In any case, I would be especially hesitant to try and predict the future sizes of large research collaborations. I doubt anyone can predict future research project sizes now (although we are rapidly approaching Aurora's default start date), much less once we throw in trans-newtonian materials, jump technology or alien artifacts. Can anyone guess how many people it would to support a long-term manned expedition to study jump points, including planet-bound support staff, ship manufacturers, probe constructors, launch facilities, upkeep and researcher training? That's just to collect the data, much less analyze and utilize it. For comparison, the Apollo program employed about 400,000 people at its peak according to NASA, and that was in the 60s/70s without new TN materials involved.

If research is so much better with small firms, why do DuPont and 3M exist? Why is NIST around, or Argonne, or CERN? I don't think these monolithic companies/labs grow large and then completely ossify, feeding themselves solely through acquisitions? You should check out Bell Labs especially, a longtime research area owned by various companies, responsible for such modern items as transistors and CCDs plus fundamental physics like the fractional quantum Hall effect. It's a shame Alcatel-Lucent shut down their fundamental research division considering how much came out of there. There are plenty of other examples if you would like more.

Research is not a zero-sum game. The fact that companies acquire others does not mean the big company failed, only that they saw something they needed in the smaller lab. I have never stated that a small lab could not produce useful research. I merely stated that large labs are at least as good as small labs on average. I think there is a wealth of evidence and specific examples to support that assertion, including many projects that would be outright impossible without large teams of researchers.

*edit* I should add that it might be best to split a research discussion off so as not to clog the suggestion thread, especially if we keep up the debate.

Ok...

-=-=-

- _Aim A_: In the post on research team sizes, about how many people did the Apollo program employ at its peak?
- _Aim B_: Return the part of the post from "If research is" to "would like more.", copied word for word.
The items have nothing to do with the post above.

- _Data section_:
-=-=-

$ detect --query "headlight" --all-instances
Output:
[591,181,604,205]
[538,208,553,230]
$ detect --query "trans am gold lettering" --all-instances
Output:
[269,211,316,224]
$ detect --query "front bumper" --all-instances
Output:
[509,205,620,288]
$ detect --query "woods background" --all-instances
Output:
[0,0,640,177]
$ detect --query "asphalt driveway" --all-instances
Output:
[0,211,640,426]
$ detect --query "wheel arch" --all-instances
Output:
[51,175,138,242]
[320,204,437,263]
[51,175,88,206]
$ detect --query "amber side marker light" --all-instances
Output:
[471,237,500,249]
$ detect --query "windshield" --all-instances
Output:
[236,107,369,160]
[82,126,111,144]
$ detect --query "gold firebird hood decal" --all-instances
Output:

-=-=-

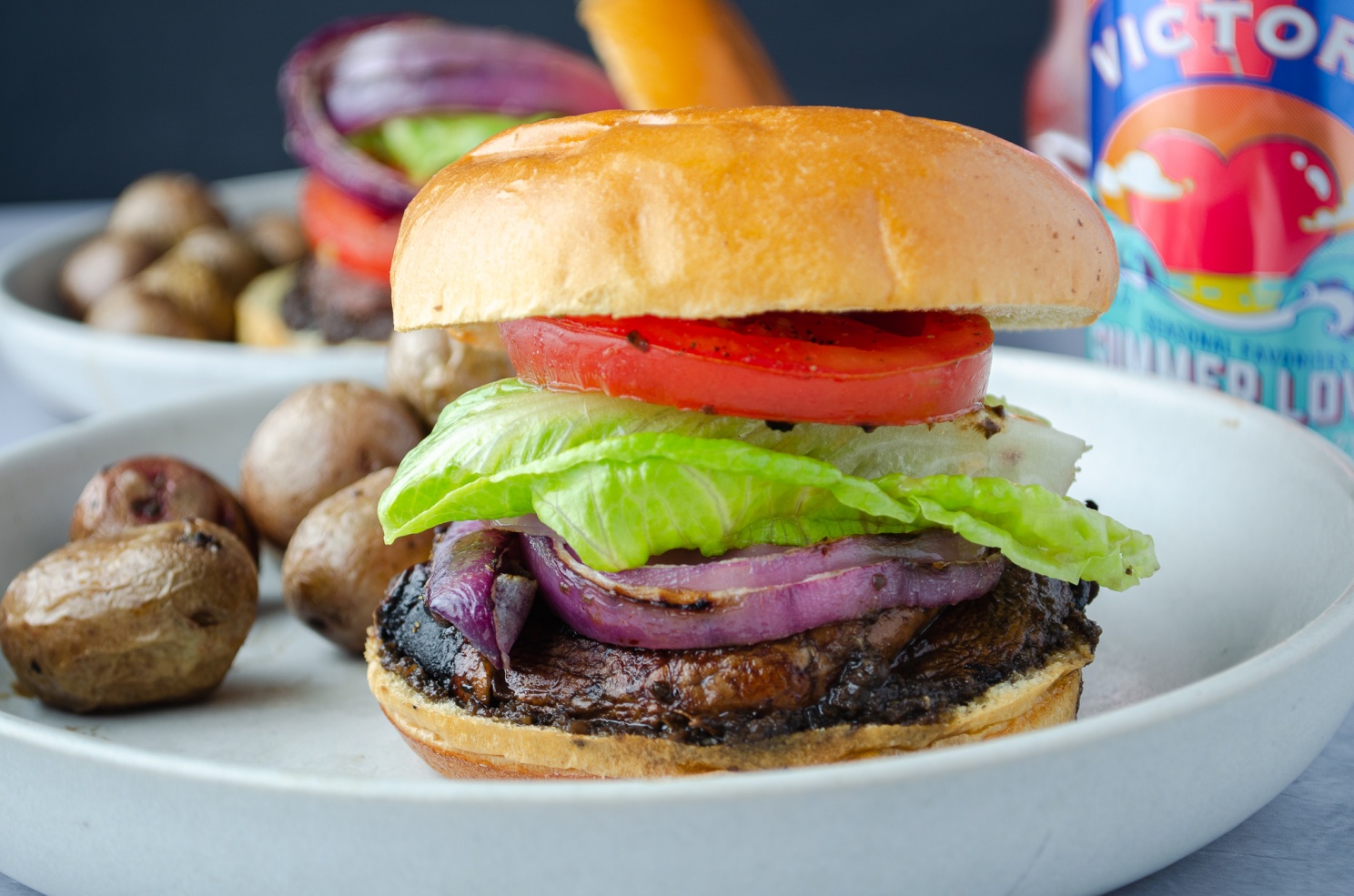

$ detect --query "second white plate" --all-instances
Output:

-=-=-

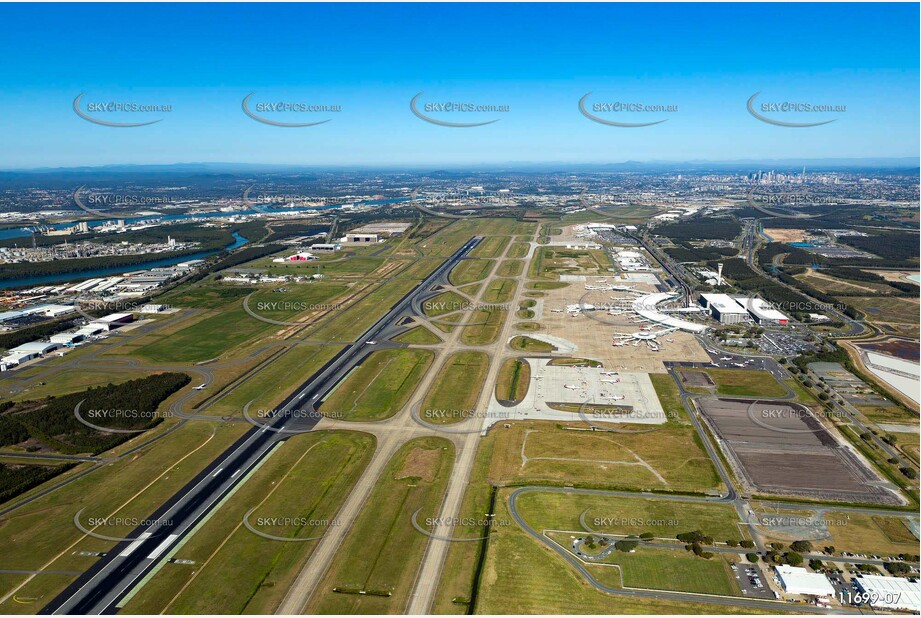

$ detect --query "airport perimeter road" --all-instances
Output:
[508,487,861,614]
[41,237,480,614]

-=-=-

- _Problem solution A_: About 400,000 people, according to NASA.

- _Problem solution B_:
If research is so much better with small firms, why do DuPont and 3M exist? Why is NIST around, or Argonne, or CERN? I don't think these monolithic companies/labs grow large and then completely ossify, feeding themselves solely through acquisitions? You should check out Bell Labs especially, a longtime research area owned by various companies, responsible for such modern items as transistors and CCDs plus fundamental physics like the fractional quantum Hall effect. It's a shame Alcatel-Lucent shut down their fundamental research division considering how much came out of there. There are plenty of other examples if you would like more.